Exercise requirements:
Return the lines of the material unchanged, beginning at the line that contains "Bet you can't find hand" and stopping after the line that contains "[11,159,203,420]".

Dataset entries
— Begin —

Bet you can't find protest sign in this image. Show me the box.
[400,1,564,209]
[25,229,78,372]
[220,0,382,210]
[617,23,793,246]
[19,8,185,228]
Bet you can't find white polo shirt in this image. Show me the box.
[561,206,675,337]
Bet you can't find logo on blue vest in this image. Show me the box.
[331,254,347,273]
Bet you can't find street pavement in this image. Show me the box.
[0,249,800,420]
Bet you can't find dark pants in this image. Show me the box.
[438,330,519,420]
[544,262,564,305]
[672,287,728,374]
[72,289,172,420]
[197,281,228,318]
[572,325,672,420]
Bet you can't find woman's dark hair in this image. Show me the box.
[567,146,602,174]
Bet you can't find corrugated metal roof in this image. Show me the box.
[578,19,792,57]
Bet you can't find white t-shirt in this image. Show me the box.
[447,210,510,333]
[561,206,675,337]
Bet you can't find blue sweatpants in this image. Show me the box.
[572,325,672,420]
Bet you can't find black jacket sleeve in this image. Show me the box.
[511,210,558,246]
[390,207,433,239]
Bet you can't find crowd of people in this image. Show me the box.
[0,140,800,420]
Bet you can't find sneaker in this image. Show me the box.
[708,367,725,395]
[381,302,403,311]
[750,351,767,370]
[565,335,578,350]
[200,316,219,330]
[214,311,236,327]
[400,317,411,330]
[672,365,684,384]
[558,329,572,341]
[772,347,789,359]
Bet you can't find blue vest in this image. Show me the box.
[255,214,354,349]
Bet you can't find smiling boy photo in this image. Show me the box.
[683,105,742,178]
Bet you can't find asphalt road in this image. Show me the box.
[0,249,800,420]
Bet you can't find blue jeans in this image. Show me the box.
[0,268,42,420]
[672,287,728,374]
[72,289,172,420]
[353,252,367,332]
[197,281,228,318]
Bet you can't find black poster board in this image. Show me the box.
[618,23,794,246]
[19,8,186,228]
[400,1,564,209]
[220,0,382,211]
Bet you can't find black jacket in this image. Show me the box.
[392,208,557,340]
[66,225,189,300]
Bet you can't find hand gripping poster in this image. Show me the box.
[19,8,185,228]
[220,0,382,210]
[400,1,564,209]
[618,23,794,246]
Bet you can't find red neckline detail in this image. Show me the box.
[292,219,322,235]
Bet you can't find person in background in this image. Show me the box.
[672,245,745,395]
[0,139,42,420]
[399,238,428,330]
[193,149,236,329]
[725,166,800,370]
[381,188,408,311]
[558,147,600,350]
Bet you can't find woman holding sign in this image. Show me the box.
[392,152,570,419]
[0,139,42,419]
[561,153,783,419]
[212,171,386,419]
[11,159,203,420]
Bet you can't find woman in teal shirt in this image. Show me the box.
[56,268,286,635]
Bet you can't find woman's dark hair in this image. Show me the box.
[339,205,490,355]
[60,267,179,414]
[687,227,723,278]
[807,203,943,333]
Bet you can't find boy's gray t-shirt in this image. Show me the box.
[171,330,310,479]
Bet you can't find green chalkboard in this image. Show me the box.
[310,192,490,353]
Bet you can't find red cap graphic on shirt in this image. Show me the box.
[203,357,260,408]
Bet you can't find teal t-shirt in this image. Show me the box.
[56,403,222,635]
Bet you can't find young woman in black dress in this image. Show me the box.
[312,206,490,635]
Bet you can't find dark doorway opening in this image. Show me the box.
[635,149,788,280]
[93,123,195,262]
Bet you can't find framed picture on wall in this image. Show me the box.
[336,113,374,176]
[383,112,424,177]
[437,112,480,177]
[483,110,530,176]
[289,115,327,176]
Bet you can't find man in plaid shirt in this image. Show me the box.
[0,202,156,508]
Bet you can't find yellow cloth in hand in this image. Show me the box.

— End —

Solution below:
Bet you can't find hand gripping poster in this image. Show me the box.
[19,8,185,228]
[220,0,382,210]
[400,1,564,209]
[618,23,794,246]
Bet you can't find red neckline detail in this image. Show me the box.
[292,219,322,235]
Bet you can't find person in background in this image. Show me the box.
[672,245,745,395]
[0,139,42,420]
[399,238,428,330]
[193,149,236,329]
[725,166,800,370]
[381,188,408,311]
[558,147,600,350]
Bet you can't find woman holding sign in this image. Show me the box.
[392,152,570,419]
[0,139,42,419]
[561,153,783,419]
[212,171,386,419]
[11,159,203,420]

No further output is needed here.